WHAT IS REQUIRED:
Rewrite the passage below on Florida's immigration bill, starting at the words "Then there are" and ending after "pens for signature.", with "heartless" changed to "callous".

EXCERPT PROVIDED:
For other Republicans, the legislation is a state response to what they consider a national crisis.
"We have to do what we can at the state level to make sure that our state is not a magnet once these people do cross these borders that are left wide open," Rep. Berny Jacques, R-Clearwater, said.
Democrats have called the policy overly vague and a political attempt to further the governor's future endeavors. DeSantis is widely expected to launch a 2024 bid for the White House in the coming weeks.
"It is a federal issue," House Minority Leader Rep. Fentrice Driskell, D-Tampa, said. "So, why do states like Texas and Florida stick their noses into it? I think the reason that they do that is to score votes with conservative voters."
Then there are migrants like Thomas Kennedy. The Argentinian, who was undocumented for a time, considered the bill heartless and dangerous to a population seeking a better life.
"It's inhumane. It's cruel," Kennedy, who lives in Miami, said. "Most people are just good people. They're hard-working. They're trying to provide for and love their families, and it's just painful."
Kennedy and other critics have vowed to keep up opposition to the changes as the governor readies his felt pens for signature.
DeSantis is expected to sign this legislation despite it lacking some of the things he wanted. His original proposal called for universal e-verify and stripping undocumented migrants of access to in-state tuition.

RECORDS SUPPLIED:
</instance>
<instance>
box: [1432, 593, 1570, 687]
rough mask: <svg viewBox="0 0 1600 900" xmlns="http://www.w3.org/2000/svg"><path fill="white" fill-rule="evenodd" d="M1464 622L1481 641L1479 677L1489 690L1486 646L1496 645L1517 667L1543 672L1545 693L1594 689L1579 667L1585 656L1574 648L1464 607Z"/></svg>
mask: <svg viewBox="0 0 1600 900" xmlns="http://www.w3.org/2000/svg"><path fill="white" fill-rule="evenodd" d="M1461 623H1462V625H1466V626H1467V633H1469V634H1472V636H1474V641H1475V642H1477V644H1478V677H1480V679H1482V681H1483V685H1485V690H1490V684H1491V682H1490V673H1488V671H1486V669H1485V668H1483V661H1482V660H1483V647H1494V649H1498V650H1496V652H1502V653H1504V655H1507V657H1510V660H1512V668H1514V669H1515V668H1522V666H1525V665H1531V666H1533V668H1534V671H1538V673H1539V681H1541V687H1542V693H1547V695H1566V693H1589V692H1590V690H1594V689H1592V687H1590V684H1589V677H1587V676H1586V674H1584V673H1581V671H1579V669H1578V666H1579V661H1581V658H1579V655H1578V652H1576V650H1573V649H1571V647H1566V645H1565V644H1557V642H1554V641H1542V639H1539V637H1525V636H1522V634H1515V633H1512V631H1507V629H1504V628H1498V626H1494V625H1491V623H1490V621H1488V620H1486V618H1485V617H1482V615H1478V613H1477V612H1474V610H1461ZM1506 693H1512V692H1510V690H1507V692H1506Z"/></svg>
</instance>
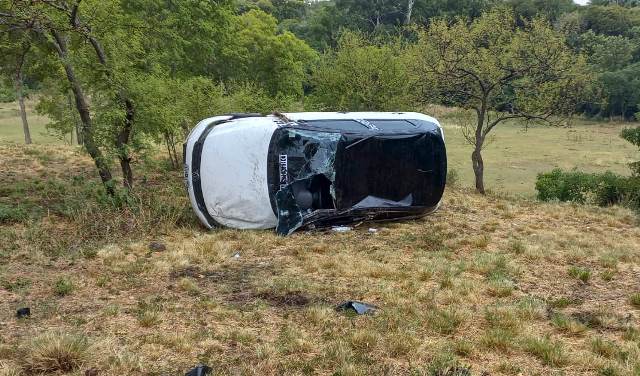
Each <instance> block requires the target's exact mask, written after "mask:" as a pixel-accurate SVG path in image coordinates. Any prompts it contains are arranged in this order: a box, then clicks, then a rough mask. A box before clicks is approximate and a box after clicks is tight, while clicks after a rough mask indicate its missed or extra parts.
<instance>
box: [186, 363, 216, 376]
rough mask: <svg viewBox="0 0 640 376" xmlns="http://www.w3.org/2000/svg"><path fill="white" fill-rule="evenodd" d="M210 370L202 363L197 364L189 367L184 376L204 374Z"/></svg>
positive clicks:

TASK RESPONSE:
Then there are migrants like Thomas Kennedy. The Argentinian, who was undocumented for a time, considered the bill callous and dangerous to a population seeking a better life.
"It's inhumane. It's cruel," Kennedy, who lives in Miami, said. "Most people are just good people. They're hard-working. They're trying to provide for and love their families, and it's just painful."
Kennedy and other critics have vowed to keep up opposition to the changes as the governor readies his felt pens for signature.